<<<<
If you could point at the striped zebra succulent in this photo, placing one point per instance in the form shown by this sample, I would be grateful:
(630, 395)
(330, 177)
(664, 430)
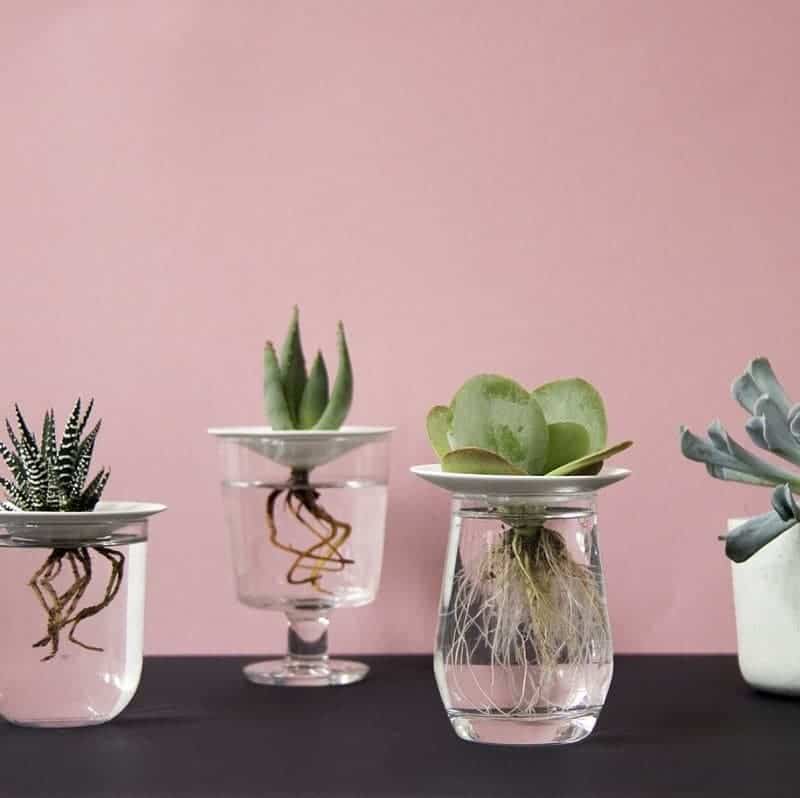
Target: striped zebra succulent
(48, 475)
(51, 476)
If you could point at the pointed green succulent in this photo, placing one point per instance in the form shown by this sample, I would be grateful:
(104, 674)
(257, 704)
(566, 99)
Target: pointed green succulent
(47, 475)
(773, 425)
(294, 399)
(494, 426)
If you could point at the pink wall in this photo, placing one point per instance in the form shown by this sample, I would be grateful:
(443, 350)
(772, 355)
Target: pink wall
(537, 188)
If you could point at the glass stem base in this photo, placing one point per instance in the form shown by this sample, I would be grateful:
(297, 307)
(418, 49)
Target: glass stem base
(555, 729)
(288, 672)
(307, 663)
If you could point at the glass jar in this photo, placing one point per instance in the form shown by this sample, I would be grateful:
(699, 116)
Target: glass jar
(306, 513)
(523, 651)
(72, 621)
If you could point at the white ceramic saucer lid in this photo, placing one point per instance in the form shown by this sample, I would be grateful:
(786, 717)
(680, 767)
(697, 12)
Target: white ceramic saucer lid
(301, 448)
(107, 517)
(498, 485)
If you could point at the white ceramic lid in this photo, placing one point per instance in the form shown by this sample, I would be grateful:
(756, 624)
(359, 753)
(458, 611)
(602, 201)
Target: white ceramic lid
(498, 485)
(106, 517)
(301, 448)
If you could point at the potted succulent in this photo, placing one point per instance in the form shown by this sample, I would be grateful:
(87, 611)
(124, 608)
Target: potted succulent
(764, 550)
(523, 652)
(72, 652)
(305, 506)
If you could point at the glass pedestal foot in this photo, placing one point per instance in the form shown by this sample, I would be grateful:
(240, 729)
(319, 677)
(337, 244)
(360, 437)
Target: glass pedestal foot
(290, 672)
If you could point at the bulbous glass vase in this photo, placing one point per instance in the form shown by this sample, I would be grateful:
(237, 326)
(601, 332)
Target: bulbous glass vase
(306, 513)
(523, 650)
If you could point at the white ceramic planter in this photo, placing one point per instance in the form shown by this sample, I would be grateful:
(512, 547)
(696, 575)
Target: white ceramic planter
(766, 593)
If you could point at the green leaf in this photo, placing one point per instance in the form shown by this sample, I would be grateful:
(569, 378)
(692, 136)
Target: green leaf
(293, 367)
(437, 424)
(577, 401)
(275, 406)
(568, 441)
(496, 414)
(342, 393)
(315, 395)
(473, 460)
(595, 458)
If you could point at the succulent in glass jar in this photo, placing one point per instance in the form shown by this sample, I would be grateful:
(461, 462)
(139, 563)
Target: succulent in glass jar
(527, 596)
(48, 475)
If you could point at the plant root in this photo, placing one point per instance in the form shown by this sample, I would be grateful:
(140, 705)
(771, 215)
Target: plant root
(529, 611)
(62, 609)
(325, 554)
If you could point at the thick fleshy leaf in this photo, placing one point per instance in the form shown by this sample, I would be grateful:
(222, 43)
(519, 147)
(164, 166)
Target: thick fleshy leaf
(293, 367)
(742, 459)
(497, 414)
(437, 424)
(745, 391)
(769, 429)
(275, 407)
(585, 463)
(315, 394)
(764, 377)
(732, 475)
(578, 401)
(793, 420)
(342, 392)
(473, 460)
(744, 541)
(568, 441)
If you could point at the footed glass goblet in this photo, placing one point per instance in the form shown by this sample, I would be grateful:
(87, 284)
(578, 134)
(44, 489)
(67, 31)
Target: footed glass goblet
(306, 513)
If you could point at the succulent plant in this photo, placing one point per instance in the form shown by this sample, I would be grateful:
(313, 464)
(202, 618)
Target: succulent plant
(294, 399)
(495, 426)
(51, 476)
(774, 426)
(46, 475)
(526, 596)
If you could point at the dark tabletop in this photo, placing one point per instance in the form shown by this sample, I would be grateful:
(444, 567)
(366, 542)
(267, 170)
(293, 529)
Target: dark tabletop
(671, 726)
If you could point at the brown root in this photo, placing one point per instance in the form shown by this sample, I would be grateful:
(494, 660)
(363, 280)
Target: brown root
(325, 554)
(62, 609)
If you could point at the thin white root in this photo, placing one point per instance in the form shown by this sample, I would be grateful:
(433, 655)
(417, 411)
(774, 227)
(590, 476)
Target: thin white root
(527, 612)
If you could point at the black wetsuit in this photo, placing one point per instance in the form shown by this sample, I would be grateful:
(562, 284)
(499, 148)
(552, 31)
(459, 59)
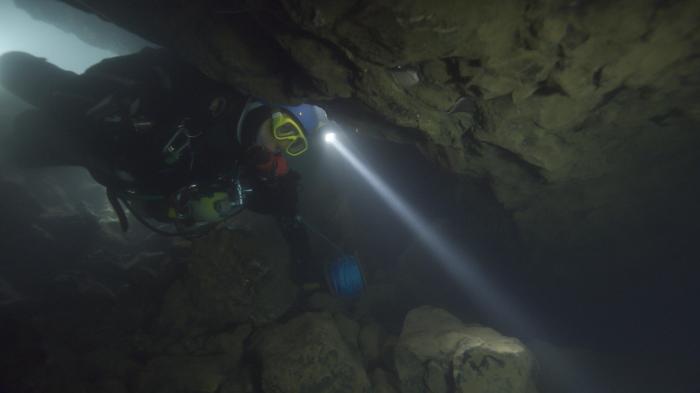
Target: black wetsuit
(117, 117)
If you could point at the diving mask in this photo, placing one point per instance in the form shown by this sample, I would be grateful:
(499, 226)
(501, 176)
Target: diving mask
(285, 128)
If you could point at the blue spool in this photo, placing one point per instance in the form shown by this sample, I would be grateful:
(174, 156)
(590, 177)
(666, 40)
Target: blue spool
(345, 278)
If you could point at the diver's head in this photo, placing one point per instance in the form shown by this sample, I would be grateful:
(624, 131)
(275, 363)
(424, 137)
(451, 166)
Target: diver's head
(292, 127)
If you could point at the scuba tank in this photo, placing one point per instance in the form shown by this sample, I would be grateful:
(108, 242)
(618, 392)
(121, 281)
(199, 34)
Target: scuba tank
(344, 274)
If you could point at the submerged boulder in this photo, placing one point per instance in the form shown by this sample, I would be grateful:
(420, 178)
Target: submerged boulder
(309, 354)
(233, 276)
(437, 353)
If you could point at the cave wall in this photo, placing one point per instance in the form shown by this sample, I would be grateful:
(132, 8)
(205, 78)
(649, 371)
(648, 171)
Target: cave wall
(580, 115)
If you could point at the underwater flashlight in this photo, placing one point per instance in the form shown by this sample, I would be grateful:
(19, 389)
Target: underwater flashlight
(329, 137)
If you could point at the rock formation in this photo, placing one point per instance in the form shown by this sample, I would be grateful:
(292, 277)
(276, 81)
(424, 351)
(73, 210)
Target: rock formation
(574, 113)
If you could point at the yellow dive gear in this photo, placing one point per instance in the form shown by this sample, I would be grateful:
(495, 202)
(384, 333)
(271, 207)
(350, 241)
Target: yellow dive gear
(285, 128)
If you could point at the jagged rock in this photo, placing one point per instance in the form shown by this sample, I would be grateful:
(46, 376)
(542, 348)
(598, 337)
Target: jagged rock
(308, 354)
(199, 364)
(571, 109)
(232, 277)
(371, 342)
(439, 354)
(383, 382)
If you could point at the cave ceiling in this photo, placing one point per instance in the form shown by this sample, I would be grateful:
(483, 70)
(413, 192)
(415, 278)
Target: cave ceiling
(574, 112)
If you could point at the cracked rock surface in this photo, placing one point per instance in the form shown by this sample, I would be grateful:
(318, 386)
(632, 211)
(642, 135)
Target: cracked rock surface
(575, 113)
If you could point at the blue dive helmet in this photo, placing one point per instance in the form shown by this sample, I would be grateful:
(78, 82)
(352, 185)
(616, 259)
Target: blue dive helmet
(311, 117)
(345, 277)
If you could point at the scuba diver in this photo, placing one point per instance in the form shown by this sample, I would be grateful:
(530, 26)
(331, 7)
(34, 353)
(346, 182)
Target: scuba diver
(180, 151)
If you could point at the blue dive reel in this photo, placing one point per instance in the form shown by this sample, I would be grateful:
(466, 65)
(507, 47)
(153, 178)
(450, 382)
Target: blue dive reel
(344, 274)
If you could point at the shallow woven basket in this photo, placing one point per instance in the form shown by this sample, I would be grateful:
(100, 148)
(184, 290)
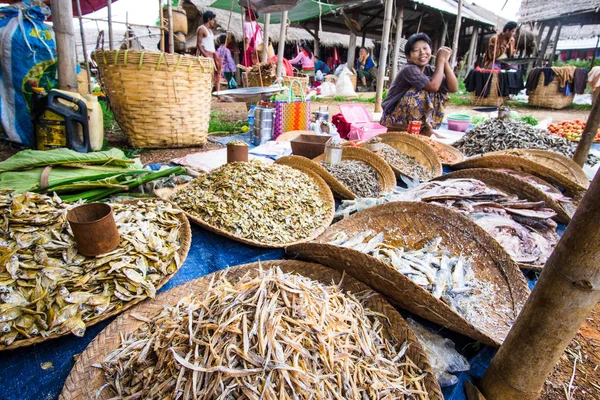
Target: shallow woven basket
(324, 193)
(413, 224)
(555, 161)
(186, 240)
(549, 96)
(412, 146)
(160, 100)
(519, 163)
(493, 99)
(387, 179)
(510, 184)
(85, 380)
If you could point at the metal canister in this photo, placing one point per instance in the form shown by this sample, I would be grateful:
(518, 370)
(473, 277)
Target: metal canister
(263, 125)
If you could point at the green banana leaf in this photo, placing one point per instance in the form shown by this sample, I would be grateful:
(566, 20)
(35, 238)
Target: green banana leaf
(35, 158)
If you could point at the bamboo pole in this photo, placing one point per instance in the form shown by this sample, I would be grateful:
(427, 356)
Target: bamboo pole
(565, 294)
(396, 53)
(385, 41)
(110, 33)
(84, 47)
(456, 35)
(267, 24)
(62, 23)
(591, 127)
(281, 47)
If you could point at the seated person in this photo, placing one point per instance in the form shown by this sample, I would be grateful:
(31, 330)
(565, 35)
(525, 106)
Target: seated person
(365, 67)
(420, 92)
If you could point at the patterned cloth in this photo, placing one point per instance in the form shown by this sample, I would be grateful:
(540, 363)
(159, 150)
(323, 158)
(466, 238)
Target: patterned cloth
(418, 105)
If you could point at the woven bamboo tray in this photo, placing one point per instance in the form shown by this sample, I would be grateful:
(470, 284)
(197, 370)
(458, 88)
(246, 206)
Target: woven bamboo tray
(413, 223)
(511, 185)
(493, 99)
(387, 179)
(519, 163)
(549, 96)
(160, 100)
(85, 380)
(418, 149)
(555, 161)
(186, 240)
(324, 193)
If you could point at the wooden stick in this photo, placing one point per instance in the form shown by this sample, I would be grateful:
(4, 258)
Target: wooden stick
(385, 42)
(589, 132)
(65, 44)
(84, 48)
(565, 294)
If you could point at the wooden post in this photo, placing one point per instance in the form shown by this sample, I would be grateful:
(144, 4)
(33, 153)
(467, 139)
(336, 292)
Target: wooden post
(456, 35)
(555, 43)
(62, 23)
(591, 127)
(110, 33)
(564, 296)
(398, 37)
(267, 24)
(281, 47)
(385, 41)
(84, 48)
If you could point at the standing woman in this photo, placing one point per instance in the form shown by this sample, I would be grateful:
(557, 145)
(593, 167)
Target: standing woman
(420, 92)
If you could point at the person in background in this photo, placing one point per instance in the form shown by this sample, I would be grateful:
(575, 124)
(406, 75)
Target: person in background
(365, 67)
(500, 46)
(420, 92)
(205, 45)
(253, 37)
(321, 66)
(306, 59)
(226, 59)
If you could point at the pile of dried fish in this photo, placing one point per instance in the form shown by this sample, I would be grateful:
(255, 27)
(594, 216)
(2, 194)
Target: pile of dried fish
(505, 134)
(447, 277)
(47, 287)
(359, 177)
(405, 163)
(276, 335)
(270, 204)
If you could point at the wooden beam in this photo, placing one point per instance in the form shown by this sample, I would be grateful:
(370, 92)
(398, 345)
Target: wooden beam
(62, 24)
(385, 40)
(567, 291)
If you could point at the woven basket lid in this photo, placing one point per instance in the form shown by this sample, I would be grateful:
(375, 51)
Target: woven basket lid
(510, 184)
(412, 224)
(85, 380)
(185, 236)
(324, 193)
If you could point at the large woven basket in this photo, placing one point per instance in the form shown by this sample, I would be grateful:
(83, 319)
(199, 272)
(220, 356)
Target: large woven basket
(85, 380)
(413, 223)
(493, 99)
(549, 96)
(185, 240)
(160, 100)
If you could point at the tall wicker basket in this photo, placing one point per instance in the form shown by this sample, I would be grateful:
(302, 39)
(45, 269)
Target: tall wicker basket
(493, 99)
(549, 96)
(160, 100)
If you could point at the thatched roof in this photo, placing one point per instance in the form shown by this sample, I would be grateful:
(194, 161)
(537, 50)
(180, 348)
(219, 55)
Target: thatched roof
(541, 10)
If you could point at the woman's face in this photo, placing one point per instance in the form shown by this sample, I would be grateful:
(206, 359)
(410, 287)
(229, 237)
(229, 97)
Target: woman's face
(421, 53)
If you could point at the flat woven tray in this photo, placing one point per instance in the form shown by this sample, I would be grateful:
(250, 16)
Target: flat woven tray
(412, 223)
(85, 380)
(186, 240)
(324, 193)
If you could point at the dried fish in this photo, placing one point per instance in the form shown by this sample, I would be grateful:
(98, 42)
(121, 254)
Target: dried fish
(497, 134)
(275, 335)
(359, 177)
(47, 287)
(271, 204)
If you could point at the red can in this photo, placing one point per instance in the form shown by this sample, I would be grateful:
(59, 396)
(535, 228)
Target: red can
(414, 127)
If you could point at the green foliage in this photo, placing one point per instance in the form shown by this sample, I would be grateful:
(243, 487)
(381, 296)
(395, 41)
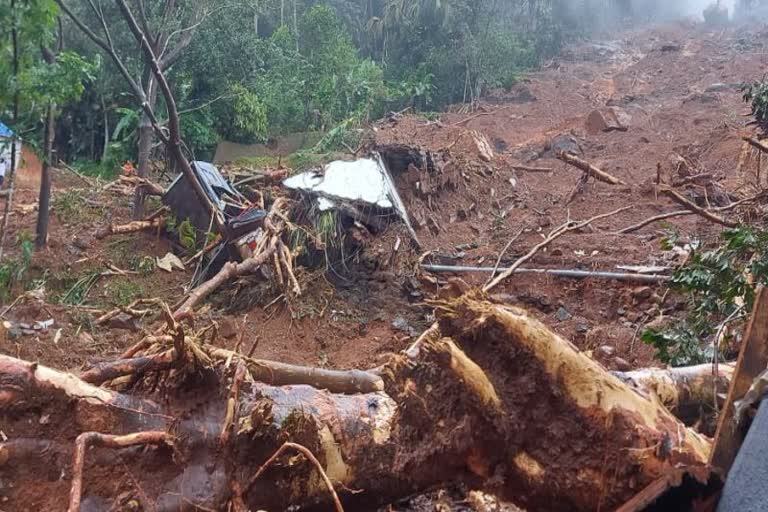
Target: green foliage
(188, 235)
(756, 94)
(13, 269)
(78, 292)
(145, 265)
(124, 291)
(718, 284)
(249, 116)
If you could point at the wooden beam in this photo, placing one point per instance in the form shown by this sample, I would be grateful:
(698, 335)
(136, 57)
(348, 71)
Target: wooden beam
(753, 359)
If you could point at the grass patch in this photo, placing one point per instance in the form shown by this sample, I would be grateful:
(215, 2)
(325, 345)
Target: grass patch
(71, 207)
(124, 291)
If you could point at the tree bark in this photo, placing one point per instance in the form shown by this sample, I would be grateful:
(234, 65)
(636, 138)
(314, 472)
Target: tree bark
(43, 212)
(146, 140)
(14, 138)
(493, 398)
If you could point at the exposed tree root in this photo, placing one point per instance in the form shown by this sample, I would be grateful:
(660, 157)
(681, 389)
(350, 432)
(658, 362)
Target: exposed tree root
(269, 249)
(491, 397)
(88, 439)
(308, 454)
(588, 168)
(712, 217)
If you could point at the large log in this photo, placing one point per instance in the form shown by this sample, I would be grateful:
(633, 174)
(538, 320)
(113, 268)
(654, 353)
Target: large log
(492, 398)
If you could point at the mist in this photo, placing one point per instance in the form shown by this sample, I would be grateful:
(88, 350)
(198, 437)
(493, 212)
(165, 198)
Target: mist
(696, 7)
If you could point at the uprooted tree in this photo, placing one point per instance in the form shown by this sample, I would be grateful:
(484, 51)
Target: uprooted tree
(489, 396)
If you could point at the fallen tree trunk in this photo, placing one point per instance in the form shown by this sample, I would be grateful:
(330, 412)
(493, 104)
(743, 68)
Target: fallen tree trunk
(588, 169)
(684, 391)
(492, 398)
(131, 227)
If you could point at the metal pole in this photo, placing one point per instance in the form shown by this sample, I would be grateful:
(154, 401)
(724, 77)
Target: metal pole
(573, 274)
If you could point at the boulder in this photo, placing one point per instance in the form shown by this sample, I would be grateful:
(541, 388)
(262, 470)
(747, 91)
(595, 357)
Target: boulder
(608, 119)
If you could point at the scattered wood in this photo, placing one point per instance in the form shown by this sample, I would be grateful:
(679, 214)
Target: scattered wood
(700, 179)
(269, 249)
(568, 227)
(310, 456)
(656, 218)
(489, 373)
(282, 374)
(755, 143)
(752, 360)
(131, 227)
(130, 309)
(481, 114)
(232, 403)
(574, 274)
(136, 366)
(588, 168)
(712, 217)
(89, 439)
(679, 213)
(88, 182)
(682, 390)
(526, 168)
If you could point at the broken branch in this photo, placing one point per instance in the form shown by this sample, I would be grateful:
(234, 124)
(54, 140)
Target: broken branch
(554, 235)
(311, 458)
(682, 201)
(87, 439)
(588, 168)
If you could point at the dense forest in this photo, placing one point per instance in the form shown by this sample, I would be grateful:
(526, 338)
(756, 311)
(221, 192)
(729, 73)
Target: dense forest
(246, 71)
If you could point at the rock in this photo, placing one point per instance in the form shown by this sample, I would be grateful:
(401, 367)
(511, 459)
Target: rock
(622, 365)
(567, 143)
(401, 324)
(124, 321)
(606, 351)
(642, 293)
(609, 119)
(563, 314)
(719, 87)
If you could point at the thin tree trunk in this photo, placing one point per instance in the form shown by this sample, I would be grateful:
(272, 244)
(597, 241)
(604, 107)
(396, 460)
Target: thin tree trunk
(105, 115)
(43, 212)
(146, 139)
(12, 171)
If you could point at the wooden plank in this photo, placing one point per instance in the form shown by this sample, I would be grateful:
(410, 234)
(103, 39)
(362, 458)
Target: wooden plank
(753, 359)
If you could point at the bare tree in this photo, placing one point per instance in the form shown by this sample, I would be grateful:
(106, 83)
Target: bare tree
(156, 58)
(168, 41)
(15, 119)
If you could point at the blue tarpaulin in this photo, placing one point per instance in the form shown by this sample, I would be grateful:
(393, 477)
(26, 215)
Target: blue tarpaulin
(4, 130)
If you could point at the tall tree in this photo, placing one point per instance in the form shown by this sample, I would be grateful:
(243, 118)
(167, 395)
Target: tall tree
(152, 57)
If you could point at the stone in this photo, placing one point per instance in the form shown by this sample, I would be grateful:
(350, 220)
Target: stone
(608, 119)
(563, 314)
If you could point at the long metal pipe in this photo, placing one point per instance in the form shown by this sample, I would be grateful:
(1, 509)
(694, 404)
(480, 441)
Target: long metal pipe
(573, 274)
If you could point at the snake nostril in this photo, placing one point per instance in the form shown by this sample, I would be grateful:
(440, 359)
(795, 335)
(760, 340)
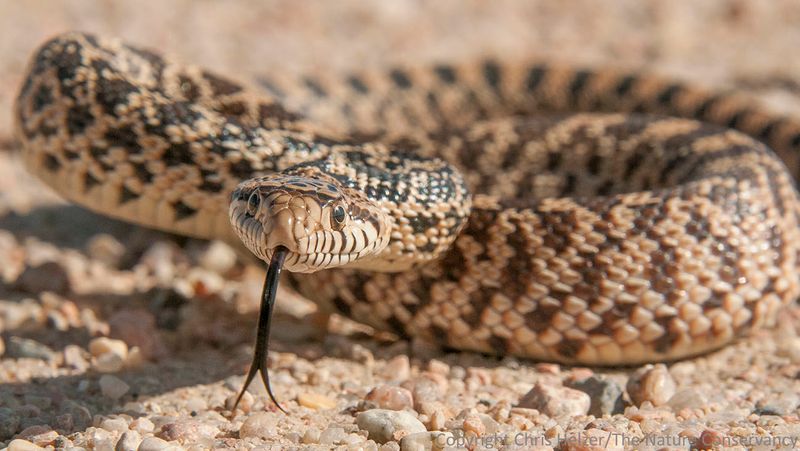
>>>>
Lay out the data as a numbered list, starting at the line that contains "If you could point at the long" and running through the end of the data, both ends included. Skip blank lines and leave out the pictures.

▶ _Response below_:
1. If you could point at the long metal pipe in this photo, placing one point per instance in the form shown by this sample, I would be grateful:
2. (1, 509)
3. (694, 404)
4. (480, 441)
5. Target: long metal pipe
6. (573, 274)
7. If you could point at the snake nostril in this photo, placing one point per instance in the form shown by this sample, I would be grateful:
8. (440, 359)
9. (795, 335)
10. (760, 340)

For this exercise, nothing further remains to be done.